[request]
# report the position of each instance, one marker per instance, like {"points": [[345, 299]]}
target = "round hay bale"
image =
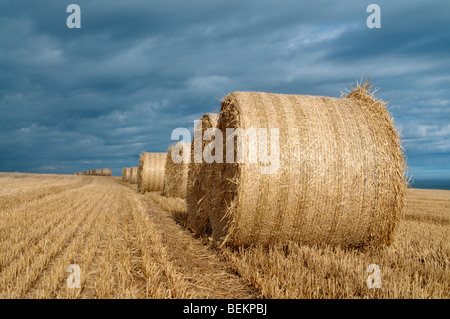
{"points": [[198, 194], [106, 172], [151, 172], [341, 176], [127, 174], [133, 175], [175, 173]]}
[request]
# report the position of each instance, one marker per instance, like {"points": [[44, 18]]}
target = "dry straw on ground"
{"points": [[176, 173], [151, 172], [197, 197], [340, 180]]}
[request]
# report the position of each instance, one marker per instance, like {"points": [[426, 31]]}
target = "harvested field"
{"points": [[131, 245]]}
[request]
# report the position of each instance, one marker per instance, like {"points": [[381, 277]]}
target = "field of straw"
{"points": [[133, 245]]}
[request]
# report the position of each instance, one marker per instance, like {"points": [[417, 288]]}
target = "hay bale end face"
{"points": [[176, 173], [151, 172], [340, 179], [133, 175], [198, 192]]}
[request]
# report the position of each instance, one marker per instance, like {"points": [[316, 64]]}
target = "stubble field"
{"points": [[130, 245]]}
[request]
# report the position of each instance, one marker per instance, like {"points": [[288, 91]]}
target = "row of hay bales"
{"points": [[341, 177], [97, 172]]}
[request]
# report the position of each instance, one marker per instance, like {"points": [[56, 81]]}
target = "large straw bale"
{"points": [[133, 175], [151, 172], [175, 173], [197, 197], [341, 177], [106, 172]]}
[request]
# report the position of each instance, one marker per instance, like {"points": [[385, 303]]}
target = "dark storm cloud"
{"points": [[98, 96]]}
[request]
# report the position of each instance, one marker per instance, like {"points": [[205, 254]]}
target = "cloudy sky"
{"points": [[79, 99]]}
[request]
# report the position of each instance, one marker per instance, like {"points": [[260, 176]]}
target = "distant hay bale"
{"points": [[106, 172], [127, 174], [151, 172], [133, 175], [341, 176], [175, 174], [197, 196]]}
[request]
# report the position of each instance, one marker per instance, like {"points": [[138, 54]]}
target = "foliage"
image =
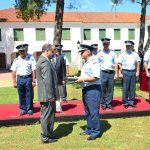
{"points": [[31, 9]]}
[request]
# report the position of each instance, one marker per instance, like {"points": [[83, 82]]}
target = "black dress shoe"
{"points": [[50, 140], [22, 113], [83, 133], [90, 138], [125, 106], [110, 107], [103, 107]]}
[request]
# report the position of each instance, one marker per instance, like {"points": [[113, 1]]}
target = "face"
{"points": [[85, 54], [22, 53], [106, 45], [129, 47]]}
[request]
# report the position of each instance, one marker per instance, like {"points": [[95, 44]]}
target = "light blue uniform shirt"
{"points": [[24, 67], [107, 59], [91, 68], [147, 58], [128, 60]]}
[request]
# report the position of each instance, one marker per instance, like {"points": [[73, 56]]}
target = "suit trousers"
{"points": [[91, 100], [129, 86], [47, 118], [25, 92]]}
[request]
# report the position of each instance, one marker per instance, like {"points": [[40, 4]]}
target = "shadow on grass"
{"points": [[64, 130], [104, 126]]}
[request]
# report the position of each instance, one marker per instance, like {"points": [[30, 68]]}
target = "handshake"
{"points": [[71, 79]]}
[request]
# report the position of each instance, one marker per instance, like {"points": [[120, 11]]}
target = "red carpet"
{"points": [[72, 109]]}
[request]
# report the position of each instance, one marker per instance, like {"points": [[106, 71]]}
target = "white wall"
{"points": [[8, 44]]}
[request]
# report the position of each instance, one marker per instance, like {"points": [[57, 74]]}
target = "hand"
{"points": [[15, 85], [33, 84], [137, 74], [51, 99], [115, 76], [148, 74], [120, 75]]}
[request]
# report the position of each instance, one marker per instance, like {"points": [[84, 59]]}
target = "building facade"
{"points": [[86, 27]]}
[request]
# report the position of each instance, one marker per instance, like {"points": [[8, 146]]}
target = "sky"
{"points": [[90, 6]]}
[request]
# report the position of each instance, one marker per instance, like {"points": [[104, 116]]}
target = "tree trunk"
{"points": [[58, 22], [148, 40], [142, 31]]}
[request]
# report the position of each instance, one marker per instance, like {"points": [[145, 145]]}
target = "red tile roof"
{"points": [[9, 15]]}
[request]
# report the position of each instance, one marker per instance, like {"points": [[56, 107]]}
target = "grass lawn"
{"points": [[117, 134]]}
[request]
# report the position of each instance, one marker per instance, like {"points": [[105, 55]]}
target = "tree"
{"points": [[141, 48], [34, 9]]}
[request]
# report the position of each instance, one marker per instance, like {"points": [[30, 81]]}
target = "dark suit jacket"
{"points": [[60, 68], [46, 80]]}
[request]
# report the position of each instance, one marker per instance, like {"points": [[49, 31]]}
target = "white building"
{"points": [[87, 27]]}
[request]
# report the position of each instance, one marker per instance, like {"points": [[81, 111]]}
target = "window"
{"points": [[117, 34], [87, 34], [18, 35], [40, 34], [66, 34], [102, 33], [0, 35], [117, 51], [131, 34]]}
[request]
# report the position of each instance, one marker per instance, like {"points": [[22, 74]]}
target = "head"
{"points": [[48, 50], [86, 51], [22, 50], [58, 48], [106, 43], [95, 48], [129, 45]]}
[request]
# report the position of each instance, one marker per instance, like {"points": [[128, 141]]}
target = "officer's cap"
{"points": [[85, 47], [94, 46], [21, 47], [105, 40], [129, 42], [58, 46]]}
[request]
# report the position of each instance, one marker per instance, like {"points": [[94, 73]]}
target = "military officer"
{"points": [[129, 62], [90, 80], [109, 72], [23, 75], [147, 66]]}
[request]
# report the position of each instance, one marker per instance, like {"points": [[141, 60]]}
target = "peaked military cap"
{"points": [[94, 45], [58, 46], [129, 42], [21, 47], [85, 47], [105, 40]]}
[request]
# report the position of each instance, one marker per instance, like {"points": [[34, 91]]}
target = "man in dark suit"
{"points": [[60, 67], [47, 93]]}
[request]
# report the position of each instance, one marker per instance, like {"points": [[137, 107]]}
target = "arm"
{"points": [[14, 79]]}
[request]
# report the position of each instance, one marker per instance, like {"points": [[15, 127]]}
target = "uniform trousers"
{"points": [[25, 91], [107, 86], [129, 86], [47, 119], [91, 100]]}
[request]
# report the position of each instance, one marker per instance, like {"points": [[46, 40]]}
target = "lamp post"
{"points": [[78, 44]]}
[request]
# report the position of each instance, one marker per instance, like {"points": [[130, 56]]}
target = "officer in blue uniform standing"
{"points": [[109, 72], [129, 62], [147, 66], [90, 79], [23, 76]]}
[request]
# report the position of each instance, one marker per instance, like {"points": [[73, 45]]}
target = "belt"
##########
*Written task*:
Repeat the lines above exactly, and keep every picture out.

*Task solution*:
[request]
# report the position of each instance, one marker per instance, like {"points": [[345, 299]]}
target = "round hay bale"
image =
{"points": [[198, 194], [106, 172], [151, 172], [341, 176], [127, 174], [133, 175], [175, 173]]}
[request]
# report the position of each instance, one marker per instance, like {"points": [[44, 18]]}
target = "dry straw on ground"
{"points": [[176, 173], [151, 172], [197, 197], [340, 180]]}
[request]
# report the position of each instance, one marker per instance, like {"points": [[426, 31]]}
target = "harvested field"
{"points": [[131, 245]]}
[request]
# report the position of each instance, one marker per instance, like {"points": [[381, 277]]}
target = "field of straw"
{"points": [[133, 245]]}
[request]
# report the position of each instance, one marker per instance, like {"points": [[417, 288]]}
target = "hay bale end face"
{"points": [[176, 173], [151, 172], [340, 179], [133, 175], [198, 192]]}
[request]
# report the position of each instance, one marker per instance, like {"points": [[316, 64]]}
target = "stubble field"
{"points": [[130, 245]]}
[request]
# report the position of each instance, one marker per instance, like {"points": [[288, 91]]}
target = "row of hay bales"
{"points": [[341, 177], [97, 172]]}
[request]
# report the position of each instance, one marker per instance, like {"points": [[56, 81]]}
target = "large straw bale"
{"points": [[133, 175], [151, 172], [175, 173], [197, 197], [341, 177], [106, 172]]}
[request]
# report the position of each instance, one marker per instance, like {"points": [[385, 303]]}
target = "dark storm cloud"
{"points": [[98, 96]]}
[request]
# report the position of each instance, one marker per instance, like {"points": [[205, 254]]}
target = "cloudy sky"
{"points": [[79, 99]]}
[request]
# report the position of each instance, one marker per instance, like {"points": [[260, 176]]}
target = "distant hay bale"
{"points": [[106, 172], [127, 174], [151, 172], [133, 175], [341, 176], [175, 174], [197, 196]]}
[request]
# report the position of each instance, one marker per instance, like {"points": [[138, 54]]}
target = "foliage"
image =
{"points": [[31, 9]]}
[request]
# report the position of each instance, one marker per instance, like {"points": [[83, 82]]}
target = "black dress shoe"
{"points": [[50, 140], [22, 113], [83, 133], [90, 138], [125, 106], [110, 107], [103, 107]]}
[request]
# report the position of each instance, one marker per instance, like {"points": [[113, 1]]}
target = "face"
{"points": [[85, 54], [22, 53], [106, 45], [129, 47]]}
[request]
# report the position of each instance, one marker per instance, like {"points": [[95, 44]]}
target = "light blue uniform shirt"
{"points": [[24, 67], [107, 59], [91, 68], [147, 58], [128, 60]]}
[request]
# report the position of each instance, one marker per instance, like {"points": [[73, 56]]}
target = "suit trousers"
{"points": [[91, 100], [129, 86], [47, 118], [25, 92]]}
[request]
# report the position of each instance, one marker per instance, like {"points": [[40, 4]]}
target = "shadow on grass"
{"points": [[64, 130], [104, 126]]}
[request]
# report the position of each instance, one marker per instance, like {"points": [[30, 68]]}
target = "handshake"
{"points": [[71, 79]]}
[request]
# report the position of each instance, one marker per instance, like {"points": [[120, 11]]}
target = "red carpet"
{"points": [[72, 109]]}
[request]
# report the position of each instance, one marker per instance, like {"points": [[106, 71]]}
target = "white wall"
{"points": [[8, 44]]}
[request]
# report the position of each instance, one marker per instance, like {"points": [[57, 74]]}
target = "hand"
{"points": [[15, 85], [33, 84], [137, 74], [51, 99], [115, 76], [148, 74], [120, 75]]}
[request]
# report the position of each instance, one marker per instance, like {"points": [[84, 59]]}
target = "building facade"
{"points": [[86, 27]]}
[request]
# report the position of each instance, one marker per instance, like {"points": [[8, 146]]}
target = "sky"
{"points": [[90, 6]]}
[request]
# report the position of each instance, one marker per instance, like {"points": [[104, 116]]}
target = "tree trunk"
{"points": [[58, 22], [148, 40], [142, 31]]}
[request]
# report the position of each instance, one marker per instance, like {"points": [[145, 145]]}
target = "red tile roof"
{"points": [[9, 15]]}
[request]
# report the position of each instance, one marker per instance, like {"points": [[56, 107]]}
target = "grass lawn"
{"points": [[117, 134]]}
[request]
# report the position of each instance, one marker per instance, like {"points": [[105, 55]]}
target = "tree"
{"points": [[141, 48], [34, 9]]}
[request]
# report the position of each instance, one marker per instance, like {"points": [[30, 81]]}
target = "dark suit jacket"
{"points": [[60, 68], [46, 80]]}
[request]
# report the position of each instance, one marker per instance, like {"points": [[49, 31]]}
target = "white building"
{"points": [[87, 27]]}
[request]
# report the position of each instance, one marker per instance, like {"points": [[81, 111]]}
target = "window"
{"points": [[117, 34], [87, 34], [18, 35], [40, 34], [66, 34], [102, 33], [0, 35], [117, 51], [131, 34]]}
[request]
# report the position of each instance, one marker per instance, like {"points": [[22, 74]]}
target = "head"
{"points": [[48, 50], [86, 51], [22, 50], [58, 48], [106, 43], [95, 48], [129, 45]]}
[request]
# report the position of each instance, one marker per instance, like {"points": [[128, 141]]}
target = "officer's cap"
{"points": [[85, 47], [94, 46], [21, 47], [105, 40], [129, 42], [58, 46]]}
[request]
# report the position of each instance, one marker per instance, like {"points": [[94, 73]]}
target = "military officer"
{"points": [[129, 62], [90, 80], [109, 72], [23, 75], [147, 66]]}
[request]
# report the position of each instance, one marker per instance, like {"points": [[141, 60]]}
target = "peaked military cap"
{"points": [[94, 45], [58, 46], [129, 42], [21, 47], [85, 47], [105, 40]]}
[request]
# report the position of each instance, one marker per instance, like {"points": [[34, 91]]}
target = "man in dark suit"
{"points": [[60, 67], [47, 93]]}
[request]
# report the position of each instance, one marker per instance, like {"points": [[137, 107]]}
target = "arm"
{"points": [[14, 79]]}
[request]
# report the position of each instance, one marker per instance, like {"points": [[15, 127]]}
target = "uniform trousers"
{"points": [[25, 91], [107, 86], [129, 86], [47, 119], [91, 100]]}
[request]
# report the position of each instance, one marker per instance, like {"points": [[46, 40]]}
target = "lamp post"
{"points": [[78, 44]]}
[request]
# report the position of each instance, one marker per instance, like {"points": [[130, 56]]}
target = "officer in blue uniform standing"
{"points": [[109, 72], [129, 62], [147, 66], [90, 79], [23, 76]]}
[request]
# report the position of each instance, one marker per instance, like {"points": [[73, 45]]}
target = "belt"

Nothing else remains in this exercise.